» Extract provided
--------------------------------------------------
A multi-agent system without monitoring is like a car without a dashboard — you don't know if it's working until it's too late. Observability goes beyond simple logging: you need to understand what each agent does, how long it takes, and what it costs.
| Pillar | What Is Captured | Tools |
|---|---|---|
| Logs | What happened? (Textual records) | n8n Execution Log, Loki |
| Metrics | How much? How fast? (Numbers over time) | Prometheus, Grafana |
| Traces | What path did the request take? (End-to-end path) | OpenTelemetry, Jaeger |
Implement a consistent log format for all agents:
{
"timestamp": "2026-02-20T14:30:00Z",
"pipeline_id": "abc-123",
"agent": "researcher",
"action": "execute",
"status": "completed",
"duration_ms": 4523,
"input_tokens": 250,
"output_tokens": 1200,
"model": "gpt-4o",
"cost_usd": 0.0185,
"metadata": { "sources_found": 5, "confidence": 87 }
}
| Level | Usage | Example |
|---|---|---|
| DEBUG | Agent input/output (development only) | Full prompt and response |
| INFO | Successful agent execution | "Researcher completed in 4.5s" |
| WARN | Retry or fallback triggered | "Writer retry 2/3 after timeout" |
| ERROR | Agent failure, DLQ entry | "Reviewer failed: invalid JSON" |
| FATAL | Pipeline aborted | "Circuit breaker open for all agents" |
| Metric | Description | Target |
|---|---|---|
| Agent latency (p50/p95/p99) | How long does an agent take? | p95 < 10s |
| Pipeline latency | End-to-end duration of entire pipeline | < 30s |
| Success rate | Proportion of successful executions | > 99% |
| Retry rate | How often are retries needed? | < 5% |
| Fallback rate | How often does the fallback kick in? | < 1% |
| Token consumption | Input + output tokens per pipeline | Budget-dependent |
# Agent latency
agent_execution_duration_seconds{agent="researcher", status="success"} 4.523
# Token consumption
agent_tokens_total{agent="writer", type="input"} 250
agent_tokens_total{agent="writer", type="output"} 1200
# Error counter
agent_errors_total{agent="reviewer", error_type="timeout"} 3
Cost transparency is critical in multi-agent systems — each agent consumes tokens.
| Agent | Model | Avg. Tokens/Run | Cost/Run | Runs/Day | Cost/Day |
|---|---|---|---|---|---|
| Researcher | GPT-4o | 1,500 | $0.023 | 500 | $11.50 |
| Writer | GPT-4o | 2,000 | $0.030 | 500 | $15.00 |
| Reviewer | GPT-4o-mini | 800 | $0.002 | 500 | $1.00 |
| Total | $27.50 |
For end-to-end tracing across all agents:
Pipeline Start
└── Orchestrator (span: 28.5s)
--------------------------------------------------
Stored items
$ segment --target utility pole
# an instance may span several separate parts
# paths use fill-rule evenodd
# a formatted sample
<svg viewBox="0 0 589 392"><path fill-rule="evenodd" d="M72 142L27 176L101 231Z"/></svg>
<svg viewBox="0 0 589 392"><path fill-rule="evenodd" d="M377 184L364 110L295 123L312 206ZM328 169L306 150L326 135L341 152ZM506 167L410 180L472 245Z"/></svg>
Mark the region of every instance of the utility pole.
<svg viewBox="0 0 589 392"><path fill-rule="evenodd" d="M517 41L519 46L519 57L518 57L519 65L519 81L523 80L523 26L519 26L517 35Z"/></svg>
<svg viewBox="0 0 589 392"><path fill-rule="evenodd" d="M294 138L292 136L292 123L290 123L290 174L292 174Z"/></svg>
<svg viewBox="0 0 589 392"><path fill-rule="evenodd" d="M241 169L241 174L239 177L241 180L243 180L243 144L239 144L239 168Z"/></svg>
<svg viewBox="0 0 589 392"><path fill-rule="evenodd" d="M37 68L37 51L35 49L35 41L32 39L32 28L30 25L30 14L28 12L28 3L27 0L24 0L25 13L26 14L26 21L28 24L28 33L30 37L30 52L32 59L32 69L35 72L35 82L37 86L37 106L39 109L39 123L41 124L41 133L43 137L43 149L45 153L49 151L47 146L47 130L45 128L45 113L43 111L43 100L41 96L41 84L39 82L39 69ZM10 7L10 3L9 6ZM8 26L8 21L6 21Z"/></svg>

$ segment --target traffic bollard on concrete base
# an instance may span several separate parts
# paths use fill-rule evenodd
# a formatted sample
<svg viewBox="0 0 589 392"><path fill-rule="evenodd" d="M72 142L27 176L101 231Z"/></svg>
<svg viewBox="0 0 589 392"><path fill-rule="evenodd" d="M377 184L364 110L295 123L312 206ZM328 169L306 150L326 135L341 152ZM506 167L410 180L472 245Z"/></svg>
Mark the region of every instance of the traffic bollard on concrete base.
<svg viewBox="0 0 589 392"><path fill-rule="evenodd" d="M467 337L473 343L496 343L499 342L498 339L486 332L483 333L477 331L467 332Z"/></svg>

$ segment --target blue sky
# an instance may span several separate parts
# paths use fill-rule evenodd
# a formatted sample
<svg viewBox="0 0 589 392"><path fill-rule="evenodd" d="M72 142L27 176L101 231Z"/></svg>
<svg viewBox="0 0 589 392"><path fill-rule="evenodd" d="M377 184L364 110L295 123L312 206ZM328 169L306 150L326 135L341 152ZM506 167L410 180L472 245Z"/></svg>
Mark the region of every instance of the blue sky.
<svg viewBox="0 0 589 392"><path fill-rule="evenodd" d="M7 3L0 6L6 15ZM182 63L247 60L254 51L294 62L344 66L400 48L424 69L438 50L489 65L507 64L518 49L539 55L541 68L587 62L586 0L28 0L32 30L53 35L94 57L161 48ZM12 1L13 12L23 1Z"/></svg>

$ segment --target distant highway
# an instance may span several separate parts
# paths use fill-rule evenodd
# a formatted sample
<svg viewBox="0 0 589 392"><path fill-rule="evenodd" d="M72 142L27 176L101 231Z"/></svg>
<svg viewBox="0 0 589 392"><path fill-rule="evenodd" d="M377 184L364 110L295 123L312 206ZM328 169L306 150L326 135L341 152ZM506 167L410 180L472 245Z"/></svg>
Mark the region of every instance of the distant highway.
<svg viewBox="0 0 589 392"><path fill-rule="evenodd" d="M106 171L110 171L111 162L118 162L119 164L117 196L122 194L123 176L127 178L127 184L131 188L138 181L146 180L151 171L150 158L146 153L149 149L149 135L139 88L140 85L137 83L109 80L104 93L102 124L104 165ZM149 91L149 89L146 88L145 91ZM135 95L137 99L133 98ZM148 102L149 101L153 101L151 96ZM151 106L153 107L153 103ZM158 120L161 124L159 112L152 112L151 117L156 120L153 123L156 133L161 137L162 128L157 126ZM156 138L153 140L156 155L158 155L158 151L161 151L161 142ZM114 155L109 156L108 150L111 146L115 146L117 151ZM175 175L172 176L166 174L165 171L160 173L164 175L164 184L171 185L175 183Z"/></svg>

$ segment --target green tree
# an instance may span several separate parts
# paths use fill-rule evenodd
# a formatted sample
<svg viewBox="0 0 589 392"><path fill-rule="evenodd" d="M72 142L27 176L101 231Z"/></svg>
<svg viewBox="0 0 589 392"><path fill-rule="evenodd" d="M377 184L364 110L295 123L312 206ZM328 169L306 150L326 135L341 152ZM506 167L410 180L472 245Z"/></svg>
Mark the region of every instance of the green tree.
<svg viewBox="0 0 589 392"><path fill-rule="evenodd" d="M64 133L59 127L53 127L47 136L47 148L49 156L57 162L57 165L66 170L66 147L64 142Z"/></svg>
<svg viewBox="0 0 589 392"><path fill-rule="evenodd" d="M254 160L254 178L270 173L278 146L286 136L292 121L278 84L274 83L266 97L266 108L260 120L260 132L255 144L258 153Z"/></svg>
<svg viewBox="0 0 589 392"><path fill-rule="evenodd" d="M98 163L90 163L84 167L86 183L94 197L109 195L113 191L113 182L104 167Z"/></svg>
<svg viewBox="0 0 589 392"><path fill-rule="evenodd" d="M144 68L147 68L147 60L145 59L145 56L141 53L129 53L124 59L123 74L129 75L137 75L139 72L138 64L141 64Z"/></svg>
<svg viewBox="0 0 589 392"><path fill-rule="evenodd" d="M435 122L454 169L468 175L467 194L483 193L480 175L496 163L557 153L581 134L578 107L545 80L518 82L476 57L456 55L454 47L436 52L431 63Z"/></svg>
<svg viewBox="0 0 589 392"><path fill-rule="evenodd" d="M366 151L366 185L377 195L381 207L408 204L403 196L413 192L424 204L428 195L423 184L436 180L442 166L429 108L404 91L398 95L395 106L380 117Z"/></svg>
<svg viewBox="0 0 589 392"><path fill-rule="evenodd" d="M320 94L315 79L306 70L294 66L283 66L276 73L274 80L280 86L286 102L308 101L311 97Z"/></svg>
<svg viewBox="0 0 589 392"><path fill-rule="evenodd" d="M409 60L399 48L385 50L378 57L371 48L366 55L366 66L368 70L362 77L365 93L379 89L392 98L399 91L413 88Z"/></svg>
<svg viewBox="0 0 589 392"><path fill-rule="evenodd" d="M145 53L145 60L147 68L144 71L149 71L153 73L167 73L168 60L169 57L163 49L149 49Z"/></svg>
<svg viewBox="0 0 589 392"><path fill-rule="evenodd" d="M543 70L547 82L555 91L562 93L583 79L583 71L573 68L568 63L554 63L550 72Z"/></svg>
--------------------------------------------------
» What to work on
Write out word for word everything in the agent-monitoring article from "A multi-agent system" down to "what it costs.".

» Answer for this exercise
A multi-agent system without monitoring is like a car without a dashboard — you don't know if it's working until it's too late. Observability goes beyond simple logging: you need to understand what each agent does, how long it takes, and what it costs.